• Work required
Retype every line of the data, keeping each word exactly.

• Available records
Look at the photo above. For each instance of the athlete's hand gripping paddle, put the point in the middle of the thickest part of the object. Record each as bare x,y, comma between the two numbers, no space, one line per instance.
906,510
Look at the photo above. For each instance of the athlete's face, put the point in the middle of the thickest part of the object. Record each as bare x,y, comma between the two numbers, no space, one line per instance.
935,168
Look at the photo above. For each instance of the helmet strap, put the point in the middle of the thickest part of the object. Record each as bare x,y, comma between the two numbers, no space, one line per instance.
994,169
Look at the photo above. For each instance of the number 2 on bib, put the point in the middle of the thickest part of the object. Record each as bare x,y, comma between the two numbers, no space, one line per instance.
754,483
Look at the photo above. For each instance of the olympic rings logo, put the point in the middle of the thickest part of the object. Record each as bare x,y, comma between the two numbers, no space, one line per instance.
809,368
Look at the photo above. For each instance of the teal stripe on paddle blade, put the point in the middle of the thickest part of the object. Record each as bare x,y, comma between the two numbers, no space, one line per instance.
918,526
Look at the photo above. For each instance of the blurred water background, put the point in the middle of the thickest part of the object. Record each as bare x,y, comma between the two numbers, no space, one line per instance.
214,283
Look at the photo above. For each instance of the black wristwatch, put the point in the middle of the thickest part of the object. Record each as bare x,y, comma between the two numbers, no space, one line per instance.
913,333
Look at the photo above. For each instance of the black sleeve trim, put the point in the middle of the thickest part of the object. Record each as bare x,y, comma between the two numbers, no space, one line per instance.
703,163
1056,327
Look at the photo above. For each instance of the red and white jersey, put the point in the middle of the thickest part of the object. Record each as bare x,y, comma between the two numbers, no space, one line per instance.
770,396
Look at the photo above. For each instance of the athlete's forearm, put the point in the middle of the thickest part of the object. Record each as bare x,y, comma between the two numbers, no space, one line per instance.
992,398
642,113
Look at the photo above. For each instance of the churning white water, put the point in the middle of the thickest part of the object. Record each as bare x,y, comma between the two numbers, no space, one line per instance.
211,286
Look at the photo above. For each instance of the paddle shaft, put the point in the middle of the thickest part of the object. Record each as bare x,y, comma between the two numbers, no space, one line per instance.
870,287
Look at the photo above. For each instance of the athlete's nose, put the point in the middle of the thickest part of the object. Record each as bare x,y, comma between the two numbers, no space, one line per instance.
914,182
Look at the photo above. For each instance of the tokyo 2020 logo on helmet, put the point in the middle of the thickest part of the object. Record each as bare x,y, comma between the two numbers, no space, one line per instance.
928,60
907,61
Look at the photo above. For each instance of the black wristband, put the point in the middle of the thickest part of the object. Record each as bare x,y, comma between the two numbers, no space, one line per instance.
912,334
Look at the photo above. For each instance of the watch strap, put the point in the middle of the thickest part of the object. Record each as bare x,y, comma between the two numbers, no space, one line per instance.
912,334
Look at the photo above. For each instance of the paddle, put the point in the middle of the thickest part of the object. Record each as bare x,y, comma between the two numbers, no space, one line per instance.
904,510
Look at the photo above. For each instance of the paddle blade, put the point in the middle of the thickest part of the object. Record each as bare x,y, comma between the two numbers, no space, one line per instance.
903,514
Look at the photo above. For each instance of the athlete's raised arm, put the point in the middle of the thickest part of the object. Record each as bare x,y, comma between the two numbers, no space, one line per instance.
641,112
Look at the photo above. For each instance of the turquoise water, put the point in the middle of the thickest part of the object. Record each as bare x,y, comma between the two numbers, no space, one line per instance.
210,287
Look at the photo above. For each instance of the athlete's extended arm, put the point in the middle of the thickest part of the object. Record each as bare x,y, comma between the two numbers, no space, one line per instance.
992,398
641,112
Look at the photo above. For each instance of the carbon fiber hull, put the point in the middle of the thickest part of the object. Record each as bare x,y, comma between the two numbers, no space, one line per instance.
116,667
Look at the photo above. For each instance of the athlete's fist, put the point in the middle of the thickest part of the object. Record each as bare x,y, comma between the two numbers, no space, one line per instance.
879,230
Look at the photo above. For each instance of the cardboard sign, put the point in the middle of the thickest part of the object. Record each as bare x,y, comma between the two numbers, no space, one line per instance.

• Your solution
Look at the photo above. For each instance of the athlete's hand gripping paddle, put the point in the middle of the thickest part of the object. Record each as bare x,y, comma between the two numbers, no space, one line per instance.
906,510
Look at the photo above. For each instance of the athlete's face, put the point in the middle of the thickest part of the object. Record each as bare x,y, comma between the two numbers, no space, one line per instance.
935,168
Look at the photo above. For each instance of the helmet strap, put the point in the middle of the thickest part of the object. Record each as bare x,y, comma between the two numbers, no space, one line per instance.
994,169
Look at the photo above. For each instance of the number 2 on bib, put the point in the middle of the thickest part of the object. Record each as bare x,y, comma between the two numbers, no space, one line per instance.
754,483
Look at the photo above. For each instance of the olympic rings logo, put the point in the middle of the thickest part of the object. Record each as bare x,y, comma between the two numbers, no space, one line per instance.
809,368
Look at the photo above. For each instance of the teal stripe on paddle blade, put the point in the middle of the thickest part of the object. Record each as bare x,y, comma between the two numbers, no space, one line per instance.
918,526
Look at the photo above. For each instance of the blurred water background, put the point in the middle of the thickest part of the object. Record each as bare x,y, comma between the two numbers, no space, one line per instance.
214,283
Look at the photo above. For each instance of the black wristwatch, put the point in the middle of the thickest part of the object. Record each as bare x,y, comma between the two numbers, no space, one line per instance.
913,333
Look at the photo above. For each instance of the black sleeve trim, put the point in the middle of the thickest part of the object. Record each as bare x,y, comma between the two numbers, no space, one line per instance.
703,163
1056,327
Look at the photo above. For each instance of the red and white jersey, put the point in the middle of the thickest part of the object. Record each as bare x,y, comma between the two numbers, no space, one line per instance.
770,396
Look at the photo above. For each instance of the athlete's forearm, put the point in the middle of the thickest part of the object. Record each as bare x,y, comma between the two numbers, no space, one line per instance.
992,398
642,113
Look at the photo above. For each instance of the churning white water, put the point in the middle of the thickest part of the object. Record each as bare x,y, comma between the two numbers, no space, one line per instance.
211,286
Look at the photo above. For each instance of the paddle shaft, put the point in the middle of the thickest part of the object. Record each as bare x,y, comma between the two numbers, no space, one line per instance.
870,287
Look at the photo above. For each instance of the athlete's nose, put the point in the middle of the thickest part of the object. Record each as bare x,y, comma between the two numbers, no space, one line per instance.
914,182
Look at the photo above. For each instance of the tokyo 2020 logo on helmet, put the point in the middle of the thickest part of the object. Record each as bare x,y, comma between the two numbers, no space, one line per instance.
928,60
907,61
Look at the photo above. For each instance of the black wristband, put the point in the middle of the thickest part of the object. Record each as bare x,y, comma between the two numbers, no space, one line per instance.
912,334
Look at the photo above. For each instance of the watch strap, put the point in the middle of the thickest part of the object. Record each as bare x,y, comma between the two numbers, no space, one line per instance.
912,334
Look at the photo above. For each instance of the paddle, put the point in the middle of the thickest part of the object. Record each as bare x,y, comma between the two numbers, no space, one line per instance.
904,510
Look at the photo above. For each instance of the paddle blade, put the point in the middle of the thickest part of the object. Record each as bare x,y, comma between the two numbers, no space, one line per instance.
903,514
Look at the photo above. For each instance of the athlete's raised arm, put the point in the middle of the thickest part of the object. Record each as bare x,y, comma between the two numbers, no space, one line per instance.
641,112
Look at the photo above. For each instance of the turquoise water, put the point in the middle of the thickest part of the object. Record each as bare x,y, comma between the two numbers, no space, one line per instance.
210,287
Look at the photo above. For each instance of the athlete's extended arm, put the point in the middle of the thickest part of the object. Record each as bare x,y, comma between the two numbers, no space, one line per instance.
992,398
641,112
Look at the photo above. For each instance of the carbon fiber hull, put the point in the middle of the thickest part of the object. Record each as bare x,y, comma between the two numbers, no space, one line per instance.
116,667
Look at the photo above. For each instance of the athlete's fist, put the point in the middle of the thickest part of the object. Record each as bare x,y, comma between the two numbers, no space, one line per instance.
879,230
Look at the photo above. For each instance of the cardboard sign, put the point in the middle of the thickest part of the object. Record each as bare x,y, comma between the two numbers, no space, one line per instance.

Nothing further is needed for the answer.